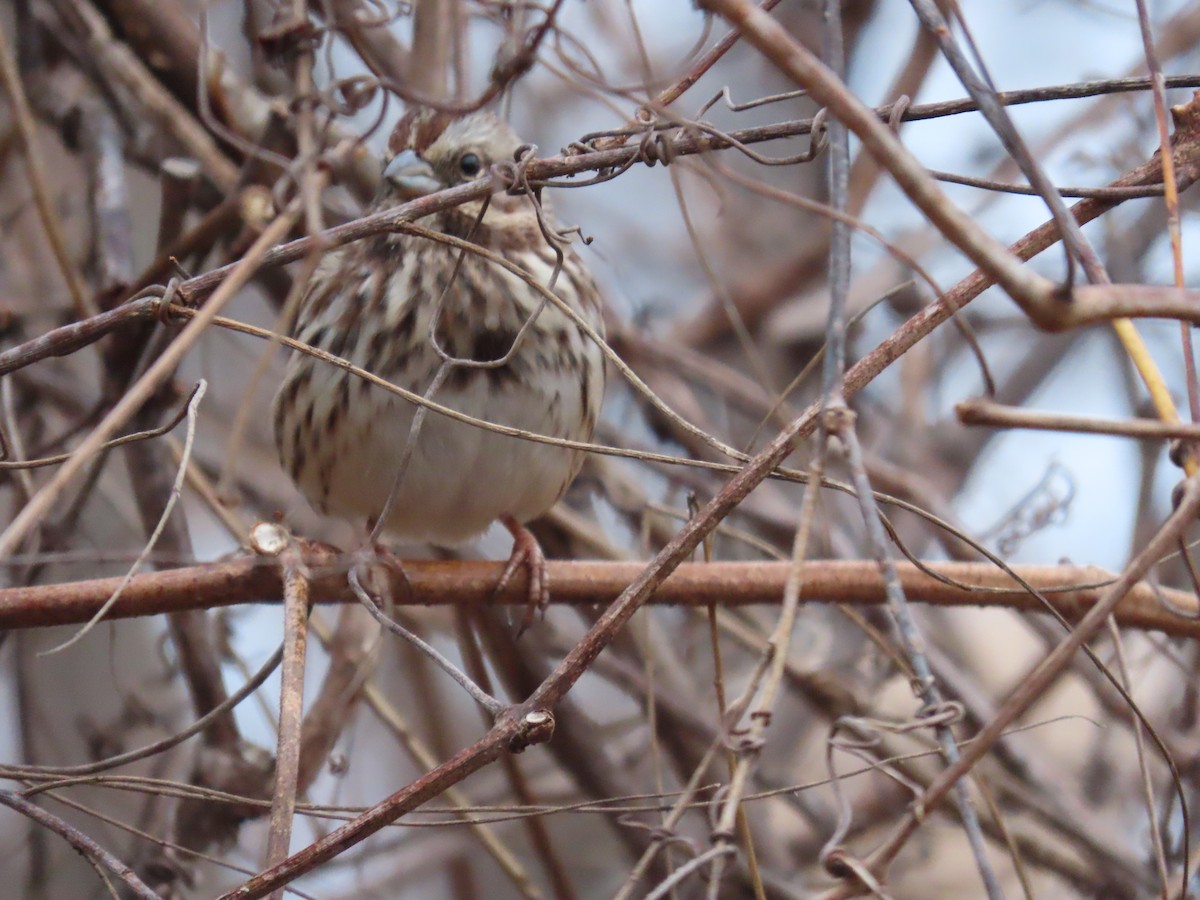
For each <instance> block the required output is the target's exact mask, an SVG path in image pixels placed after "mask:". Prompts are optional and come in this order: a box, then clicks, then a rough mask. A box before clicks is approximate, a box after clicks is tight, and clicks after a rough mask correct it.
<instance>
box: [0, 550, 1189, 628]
mask: <svg viewBox="0 0 1200 900" xmlns="http://www.w3.org/2000/svg"><path fill="white" fill-rule="evenodd" d="M307 562H308V565H310V566H311V568H312V577H313V581H312V587H311V590H312V599H313V601H314V602H355V599H354V595H353V594H352V592H350V589H349V587H348V586H347V582H346V574H344V569H343V568H341V566H340V565H338V563H337V559H336V557H335V556H334V554H331V553H316V554H313V556H311V557H310V558H308V560H307ZM924 565H925V568H928V569H929V570H930V571H932V572H935V574H936V575H937V576H940V577H942V578H946V581H938V580H937V578H935V577H931V576H930V575H926V574H925V572H923V571H920V570H919V569H918V568H917V566H916V565H913V564H912V563H904V564H901V565H900V566H899V569H900V580H901V583H902V584H904V588H905V592H906V594H907V595H908V598H910V599H912V600H913V601H914V602H924V604H931V605H935V606H996V607H1006V608H1010V610H1019V611H1026V612H1037V611H1040V610H1044V607H1043V606H1042V604H1040V601H1039V600H1038V599H1037V598H1036V596H1032V595H1031V594H1028V593H1027V592H1026V590H1024V589H1021V588H1020V587H1019V586H1018V584H1016V583H1015V582H1014V581H1013V578H1012V577H1010V576H1009V575H1006V574H1004V572H1003V571H1001V570H1000V569H997V568H996V566H994V565H991V564H989V563H928V564H924ZM503 568H504V566H503V564H502V563H485V562H464V560H410V562H406V563H404V577H401V576H400V575H398V574H394V575H392V576H391V577H392V586H391V589H392V596H394V598H395V602H396V604H398V605H415V606H458V605H462V606H472V605H475V604H488V602H493V601H492V592H493V588H494V584H496V580H497V577H499V574H500V571H502V569H503ZM643 568H644V564H643V563H587V562H562V560H553V562H551V563H550V580H551V584H552V587H553V598H552V602H554V604H559V605H565V606H588V605H604V604H610V602H612V600H613V598H616V596H617V595H618V594H619V593H620V592H622V590H623V589H624V588H625V587H626V586H628V584H629V583H630V582H631V581H632V580H634V578H635V577H637V575H638V574H640V572H641V571H642V569H643ZM803 570H804V592H803V596H802V599H803V600H804V601H806V602H821V604H833V602H836V604H854V605H875V604H881V602H883V599H884V598H883V582H882V580H881V578H880V576H878V572H877V571H876V569H875V564H874V563H871V562H870V560H818V562H810V563H804V566H803ZM1014 571H1015V572H1016V575H1018V576H1019V577H1020V578H1022V580H1025V581H1026V582H1027V583H1030V584H1032V586H1033V587H1034V588H1036V589H1037V590H1039V592H1042V593H1043V594H1045V595H1048V596H1049V599H1050V600H1051V601H1052V602H1054V605H1055V607H1056V608H1057V610H1058V611H1060V612H1061V613H1062V614H1063V616H1064V617H1066V618H1068V619H1070V620H1075V619H1079V618H1080V617H1082V616H1084V614H1085V613H1086V612H1087V611H1088V610H1090V608H1091V607H1092V605H1093V604H1094V602H1096V598H1097V596H1099V594H1100V592H1102V590H1103V588H1104V587H1105V586H1106V584H1109V583H1110V582H1111V581H1112V580H1114V576H1112V575H1111V574H1110V572H1106V571H1104V570H1103V569H1097V568H1091V566H1070V565H1022V566H1015V568H1014ZM786 578H787V564H786V563H685V564H684V565H680V566H679V568H678V569H677V570H676V571H674V572H673V574H672V575H671V576H670V577H668V578H667V580H666V581H665V582H664V583H662V586H661V587H659V589H658V590H656V593H655V594H654V599H653V600H652V602H654V604H656V605H662V606H700V607H702V606H707V605H709V604H719V605H722V606H749V605H756V604H778V602H779V599H780V596H782V592H784V582H785V580H786ZM120 581H121V580H120V578H96V580H92V581H79V582H68V583H64V584H41V586H36V587H24V588H6V589H4V590H0V629H13V628H38V626H44V625H66V624H76V623H82V622H86V620H88V619H89V618H91V616H92V614H95V612H96V611H97V610H98V608H100V607H101V606H102V605H103V604H104V601H106V600H108V598H109V596H110V595H112V593H113V590H114V589H115V588H116V586H118V584H119V583H120ZM281 594H282V580H281V575H280V571H278V568H277V566H276V565H275V563H272V562H269V560H263V559H259V558H257V557H246V558H244V559H236V560H233V562H227V563H211V564H208V565H197V566H191V568H186V569H169V570H166V571H158V572H151V574H146V575H139V576H137V577H136V578H133V581H132V582H130V584H128V587H126V588H125V590H124V592H122V594H121V598H120V600H118V602H116V605H115V606H114V607H113V608H112V611H110V613H109V618H131V617H136V616H152V614H156V613H161V612H178V611H180V610H194V608H209V607H216V606H234V605H236V604H252V602H277V601H278V599H280V596H281ZM527 600H528V596H527V593H526V586H524V583H523V582H522V581H521V580H520V578H515V580H514V581H512V583H510V584H509V586H508V588H506V589H505V590H504V592H503V593H502V594H500V595H499V596H498V598H496V600H494V602H498V604H509V605H524V604H526V602H527ZM1164 601H1165V604H1166V605H1164ZM1169 607H1174V608H1175V610H1177V611H1182V613H1183V614H1178V613H1176V612H1172V611H1171V608H1169ZM1198 614H1200V606H1198V604H1196V600H1195V598H1194V596H1193V595H1192V594H1188V593H1186V592H1182V590H1174V589H1169V588H1156V587H1152V586H1151V584H1147V583H1145V582H1140V583H1139V584H1136V586H1135V587H1134V588H1133V589H1132V590H1130V592H1129V594H1128V595H1127V596H1126V598H1124V600H1122V602H1121V605H1120V606H1118V607H1117V620H1118V622H1120V623H1121V624H1122V625H1124V626H1128V628H1139V629H1146V630H1152V631H1164V632H1166V634H1169V635H1174V636H1178V637H1196V638H1200V620H1198V619H1194V618H1189V617H1190V616H1198Z"/></svg>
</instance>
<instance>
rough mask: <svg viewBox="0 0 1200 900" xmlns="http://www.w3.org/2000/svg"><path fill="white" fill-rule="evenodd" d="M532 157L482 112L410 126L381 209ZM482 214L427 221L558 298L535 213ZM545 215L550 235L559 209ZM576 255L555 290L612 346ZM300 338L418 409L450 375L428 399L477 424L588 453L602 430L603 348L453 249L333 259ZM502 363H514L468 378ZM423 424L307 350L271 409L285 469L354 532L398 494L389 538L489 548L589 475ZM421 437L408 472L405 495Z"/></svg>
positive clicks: (406, 124)
mask: <svg viewBox="0 0 1200 900" xmlns="http://www.w3.org/2000/svg"><path fill="white" fill-rule="evenodd" d="M521 143H522V142H521V140H520V139H518V138H517V137H516V134H514V133H512V131H511V130H510V128H509V127H508V126H506V125H504V124H503V122H500V121H498V120H497V119H496V118H494V116H492V115H490V114H486V113H476V114H473V115H468V116H462V118H455V116H448V115H445V114H440V113H430V112H424V110H422V112H415V113H409V114H408V115H406V116H404V119H403V120H402V121H401V122H400V125H397V126H396V128H395V131H394V133H392V137H391V142H390V143H389V149H390V151H391V154H392V155H394V161H392V163H390V164H389V168H388V172H386V176H385V188H384V193H383V194H382V197H380V200H379V205H380V206H382V208H385V206H392V205H396V204H398V203H402V202H403V200H406V199H408V198H409V197H413V196H416V194H420V193H425V192H428V191H432V190H438V188H440V187H449V186H452V185H456V184H462V182H463V181H468V180H472V179H476V178H488V176H490V174H488V173H490V167H491V166H492V164H494V163H500V162H506V161H511V160H512V157H514V152H515V151H516V150H517V148H518V146H520V145H521ZM469 157H474V158H473V160H472V158H469ZM476 163H478V166H476ZM482 209H484V204H482V203H473V204H466V205H463V206H460V208H456V209H454V210H450V211H446V212H442V214H437V215H433V216H430V217H428V218H425V220H421V221H420V222H419V224H421V226H424V227H426V228H430V229H432V230H438V232H442V233H444V234H449V235H455V236H458V238H463V239H466V240H469V241H472V242H474V244H478V245H479V246H481V247H486V248H487V250H491V251H493V252H496V253H498V254H502V256H503V257H504V258H505V259H508V260H510V262H511V263H515V264H516V265H518V266H520V268H521V269H522V270H523V271H524V272H526V274H528V275H529V276H530V277H532V280H533V281H534V282H536V283H539V284H542V286H548V282H550V280H551V276H552V274H553V271H554V269H556V263H557V256H556V253H554V250H553V248H552V247H551V246H550V245H548V244H547V241H546V239H545V238H544V236H542V233H541V229H540V228H539V226H538V220H536V217H535V214H534V209H533V206H532V199H530V198H528V197H523V196H509V194H506V193H503V192H499V193H494V194H493V196H492V197H491V199H490V200H488V203H487V205H486V212H485V215H484V217H482V218H481V220H480V211H481V210H482ZM546 216H547V220H548V221H550V223H551V227H553V224H552V223H553V218H552V215H551V214H550V211H548V210H547V211H546ZM562 252H563V254H564V260H563V266H562V270H560V271H559V274H558V276H557V281H556V283H554V284H553V293H554V294H556V295H557V296H558V298H560V299H562V301H563V302H564V304H565V305H566V306H568V307H570V308H571V310H574V311H575V312H576V313H577V314H578V316H580V317H581V318H582V320H583V322H586V323H587V324H588V325H590V326H592V329H594V330H595V331H596V332H601V331H602V324H601V317H600V306H599V302H600V301H599V294H598V292H596V288H595V284H594V283H593V281H592V278H590V276H589V275H588V271H587V269H586V268H584V266H583V264H582V262H581V260H580V258H578V257H577V256H576V254H575V252H574V251H572V250H571V248H570V247H562ZM436 317H437V322H436V323H434V318H436ZM294 336H295V337H296V338H298V340H300V341H304V342H306V343H310V344H312V346H313V347H318V348H320V349H323V350H326V352H329V353H332V354H335V355H338V356H342V358H346V359H348V360H350V361H352V362H354V364H355V365H358V366H361V367H362V368H366V370H368V371H370V372H372V373H374V374H377V376H379V377H382V378H384V379H386V380H389V382H391V383H394V384H396V385H398V386H402V388H406V389H408V390H410V391H414V392H416V394H421V395H424V394H426V391H428V389H430V385H431V384H432V383H433V380H434V376H436V373H437V372H438V370H439V367H442V366H443V365H445V366H448V368H446V372H445V373H444V377H443V380H442V384H440V386H439V389H438V390H437V391H436V392H434V395H433V396H432V397H431V398H432V400H433V401H436V402H438V403H442V404H444V406H446V407H450V408H452V409H456V410H460V412H462V413H466V414H468V415H472V416H475V418H479V419H484V420H487V421H492V422H497V424H500V425H508V426H512V427H516V428H521V430H524V431H529V432H534V433H539V434H547V436H551V437H558V438H569V439H574V440H588V439H590V437H592V433H593V430H594V428H595V422H596V416H598V415H599V409H600V401H601V395H602V392H604V358H602V355H601V352H600V348H599V346H598V344H596V343H595V342H594V341H593V340H590V338H589V337H588V336H587V335H586V334H584V331H583V330H582V329H581V328H580V326H578V324H577V323H576V322H572V319H571V318H570V317H569V316H568V314H565V313H564V312H563V311H562V310H559V308H557V307H556V306H554V305H553V304H551V302H546V301H545V299H544V296H542V295H541V294H540V293H539V292H538V290H535V289H534V288H533V287H530V286H529V284H528V283H526V282H524V281H522V280H521V278H520V277H517V276H515V275H514V274H511V272H509V271H505V270H504V269H502V268H500V266H498V265H497V264H494V263H493V262H491V260H487V259H485V258H482V257H479V256H476V254H474V253H470V252H463V251H461V250H458V248H455V247H450V246H446V245H445V244H440V242H436V241H432V240H427V239H425V238H421V236H415V235H408V234H388V235H379V236H374V238H371V239H367V240H364V241H359V242H356V244H352V245H349V246H347V247H344V248H342V250H340V251H337V252H335V253H331V254H330V256H329V258H326V259H325V260H324V262H323V264H322V266H320V268H319V269H318V272H317V275H316V277H314V280H313V283H312V286H311V288H310V290H308V294H307V296H306V299H305V301H304V305H302V307H301V310H300V313H299V317H298V323H296V326H295V329H294ZM518 336H520V337H518ZM438 347H440V349H442V350H443V352H444V354H446V358H449V361H446V359H444V358H443V356H442V355H440V354H439V353H438ZM505 358H506V359H505ZM496 360H503V362H500V364H498V365H493V366H482V367H481V366H472V365H469V362H470V361H476V362H488V361H496ZM415 409H416V407H415V406H414V404H413V403H409V402H407V401H404V400H403V398H401V397H397V396H395V395H391V394H388V392H386V391H384V390H382V389H379V388H377V386H372V385H370V384H368V383H367V382H365V380H362V379H360V378H356V377H354V376H352V374H349V373H347V372H344V371H343V370H340V368H337V367H335V366H331V365H329V364H325V362H322V361H318V360H314V359H313V358H311V356H307V355H304V354H299V353H295V354H293V356H292V359H290V360H289V362H288V367H287V373H286V377H284V380H283V384H282V386H281V388H280V391H278V395H277V396H276V401H275V437H276V443H277V445H278V450H280V457H281V460H282V463H283V467H284V469H286V470H287V472H288V473H289V474H290V475H292V478H293V480H294V481H295V482H296V485H298V486H299V487H300V490H301V492H302V493H304V494H305V497H307V499H308V500H310V502H311V503H312V504H313V505H314V506H316V508H317V509H319V510H322V511H323V512H326V514H330V515H335V516H338V517H342V518H347V520H350V521H358V522H368V521H373V520H376V518H377V517H378V516H379V515H380V512H382V510H383V509H384V504H385V500H386V498H388V496H389V493H390V492H391V491H392V486H394V485H395V498H394V502H392V505H391V510H390V514H389V516H388V520H386V522H385V532H388V533H390V534H392V535H395V536H400V538H407V539H413V540H426V541H431V542H434V544H440V545H450V544H456V542H460V541H463V540H467V539H469V538H472V536H475V535H478V534H479V533H480V532H482V530H484V529H485V528H487V526H488V524H490V523H491V522H493V521H497V520H502V521H505V523H508V524H510V528H511V527H514V526H512V523H514V522H516V523H520V522H526V521H528V520H530V518H533V517H535V516H539V515H541V514H542V512H545V511H546V510H547V509H548V508H550V506H551V505H553V504H554V503H556V502H557V500H558V499H559V498H560V497H562V496H563V492H564V491H565V490H566V487H568V485H569V484H570V481H571V479H572V478H574V476H575V474H576V473H577V472H578V467H580V463H581V457H580V454H578V452H576V451H571V450H565V449H562V448H556V446H548V445H546V444H539V443H533V442H528V440H524V439H522V438H518V437H511V436H504V434H497V433H494V432H488V431H485V430H481V428H478V427H474V426H472V425H469V424H463V422H458V421H455V420H451V419H449V418H446V416H443V415H439V414H437V413H433V412H430V413H428V414H427V415H426V416H425V420H424V422H422V424H421V426H420V428H419V431H418V432H416V433H415V434H414V433H413V422H414V413H415ZM410 440H412V442H413V448H412V457H410V461H409V463H408V466H407V468H406V470H404V473H403V475H402V478H401V479H400V481H398V482H397V481H396V474H397V469H398V466H400V461H401V458H402V457H403V455H404V448H406V445H407V444H408V443H409V442H410Z"/></svg>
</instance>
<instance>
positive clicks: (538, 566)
mask: <svg viewBox="0 0 1200 900" xmlns="http://www.w3.org/2000/svg"><path fill="white" fill-rule="evenodd" d="M500 524H503V526H504V527H505V528H508V529H509V534H511V535H512V554H511V556H510V557H509V562H508V563H506V564H505V566H504V571H503V572H500V578H499V581H497V582H496V590H494V592H493V594H492V595H493V596H498V595H499V594H500V592H503V590H504V588H505V587H508V583H509V582H510V581H511V580H512V576H514V574H516V571H517V569H520V568H522V566H524V568H526V569H527V570H528V571H529V593H528V596H529V600H528V602H527V604H526V608H524V614H523V616H522V617H521V624H520V625H518V626H517V637H521V635H523V634H524V632H526V630H527V629H528V628H529V626H530V625H532V624H533V619H534V616H536V614H538V613H539V612H540V613H541V614H542V616H545V614H546V607H547V606H550V572H548V570H547V566H546V554H545V553H544V552H542V550H541V545H540V544H538V539H536V538H534V536H533V532H530V530H529V529H528V528H526V527H524V526H523V524H521V523H520V522H517V521H516V520H515V518H514V517H512V516H502V517H500Z"/></svg>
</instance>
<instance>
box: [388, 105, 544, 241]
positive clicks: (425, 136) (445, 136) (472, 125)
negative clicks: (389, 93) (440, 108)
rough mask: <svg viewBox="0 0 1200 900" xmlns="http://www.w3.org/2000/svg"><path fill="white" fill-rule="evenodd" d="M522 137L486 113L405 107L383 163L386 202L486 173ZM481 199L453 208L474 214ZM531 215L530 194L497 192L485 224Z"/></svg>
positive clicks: (515, 147)
mask: <svg viewBox="0 0 1200 900" xmlns="http://www.w3.org/2000/svg"><path fill="white" fill-rule="evenodd" d="M523 143H524V142H523V140H521V138H518V137H517V136H516V133H515V132H514V131H512V128H510V127H509V126H508V124H505V122H503V121H500V120H499V119H497V118H496V116H494V115H492V114H491V113H486V112H476V113H470V114H467V115H454V114H449V113H442V112H437V110H433V109H413V110H409V112H408V113H407V114H406V115H404V116H403V118H402V119H401V120H400V121H398V122H397V124H396V127H395V128H394V130H392V132H391V137H390V138H389V140H388V150H389V152H390V154H391V158H390V160H389V161H388V164H386V167H385V168H384V174H383V179H384V194H385V199H386V200H388V202H389V204H395V203H403V202H406V200H412V199H415V198H418V197H424V196H425V194H430V193H434V192H436V191H442V190H444V188H448V187H455V186H457V185H462V184H467V182H469V181H478V180H480V179H486V178H490V172H491V168H492V166H494V164H496V163H505V162H512V161H514V158H515V155H516V151H517V149H518V148H521V145H522V144H523ZM479 210H480V203H478V202H476V203H468V204H464V205H462V206H460V208H457V215H458V216H461V217H470V218H472V220H474V218H476V217H478V216H479ZM526 215H532V211H530V210H529V200H528V199H527V198H522V197H508V196H504V194H497V196H496V197H493V198H492V200H491V202H490V204H488V210H487V214H486V216H485V220H484V224H486V226H488V227H492V228H494V227H498V226H500V227H503V226H504V224H505V222H504V220H505V218H506V217H509V216H517V217H520V218H521V220H523V218H524V217H526Z"/></svg>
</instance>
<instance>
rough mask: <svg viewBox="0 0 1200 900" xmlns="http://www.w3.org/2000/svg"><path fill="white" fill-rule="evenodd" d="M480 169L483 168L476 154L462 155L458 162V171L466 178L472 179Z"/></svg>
mask: <svg viewBox="0 0 1200 900" xmlns="http://www.w3.org/2000/svg"><path fill="white" fill-rule="evenodd" d="M481 168H484V163H482V162H480V158H479V156H478V155H476V154H463V155H462V158H461V160H458V169H460V170H461V172H462V174H463V175H466V176H467V178H474V176H475V175H478V174H479V170H480V169H481Z"/></svg>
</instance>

*WHAT TO WORK ON*:
Having located the line containing "169L483 168L476 154L462", set it down along with every line after it through the end of the data, reproducing each exactly.

*RESULT FOR THIS TASK*:
rough mask: <svg viewBox="0 0 1200 900" xmlns="http://www.w3.org/2000/svg"><path fill="white" fill-rule="evenodd" d="M480 169L483 168L476 154L462 155L458 162V171L466 178L472 179Z"/></svg>
mask: <svg viewBox="0 0 1200 900" xmlns="http://www.w3.org/2000/svg"><path fill="white" fill-rule="evenodd" d="M481 168H484V163H482V162H480V158H479V156H478V155H476V154H463V155H462V158H461V160H458V169H460V170H461V172H462V174H463V175H466V176H467V178H474V176H475V175H478V174H479V170H480V169H481Z"/></svg>
</instance>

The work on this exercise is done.